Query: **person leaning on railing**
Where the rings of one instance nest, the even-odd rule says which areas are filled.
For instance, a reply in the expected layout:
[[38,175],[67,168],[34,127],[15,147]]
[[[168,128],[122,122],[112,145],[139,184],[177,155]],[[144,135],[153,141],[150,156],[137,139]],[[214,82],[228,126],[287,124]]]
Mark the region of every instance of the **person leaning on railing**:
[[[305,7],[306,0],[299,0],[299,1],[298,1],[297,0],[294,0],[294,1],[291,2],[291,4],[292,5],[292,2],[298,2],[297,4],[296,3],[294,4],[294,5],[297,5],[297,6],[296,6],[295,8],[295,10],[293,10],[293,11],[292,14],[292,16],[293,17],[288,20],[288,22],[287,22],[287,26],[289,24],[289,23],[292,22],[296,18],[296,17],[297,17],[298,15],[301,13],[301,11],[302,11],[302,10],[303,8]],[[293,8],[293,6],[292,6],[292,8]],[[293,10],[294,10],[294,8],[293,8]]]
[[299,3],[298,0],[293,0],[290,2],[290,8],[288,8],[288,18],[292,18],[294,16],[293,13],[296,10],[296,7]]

■ Aim of the task:
Lay out every line of the entries above as a Markdown table with two columns, No. for the row number and Line for the text, and skip any blank lines.

■ Reply to the task:
| No. | Line |
|---|---|
| 1 | Query: **person leaning on railing** |
| 2 | Where the rings of one instance nest, the even-odd rule says which areas are filled. |
| 3 | For instance, a reply in the expected layout: |
| 4 | [[38,175],[67,168],[34,127],[15,147]] |
| 5 | [[[168,128],[122,122],[112,145],[139,184],[177,155]],[[144,135],[153,141],[150,156],[137,139]],[[214,82],[228,126],[287,124]]] |
| 6 | Mark the region of every instance of the **person leaning on railing**: |
| 7 | [[[305,7],[306,0],[299,0],[299,1],[298,1],[297,0],[294,0],[294,1],[291,2],[291,4],[292,5],[292,2],[298,2],[297,4],[296,3],[294,4],[294,5],[297,5],[297,6],[296,6],[295,8],[295,10],[293,10],[293,11],[292,14],[292,16],[293,17],[288,20],[288,22],[287,22],[287,26],[289,24],[289,23],[292,22],[296,18],[296,17],[297,17],[298,15],[301,13],[301,11],[302,11],[302,10],[303,8]],[[293,8],[293,6],[292,6],[292,8]],[[293,10],[294,10],[294,8],[293,8]]] |
| 8 | [[299,3],[298,0],[293,0],[290,2],[290,8],[288,8],[288,18],[292,18],[294,16],[293,13],[296,10],[296,7]] |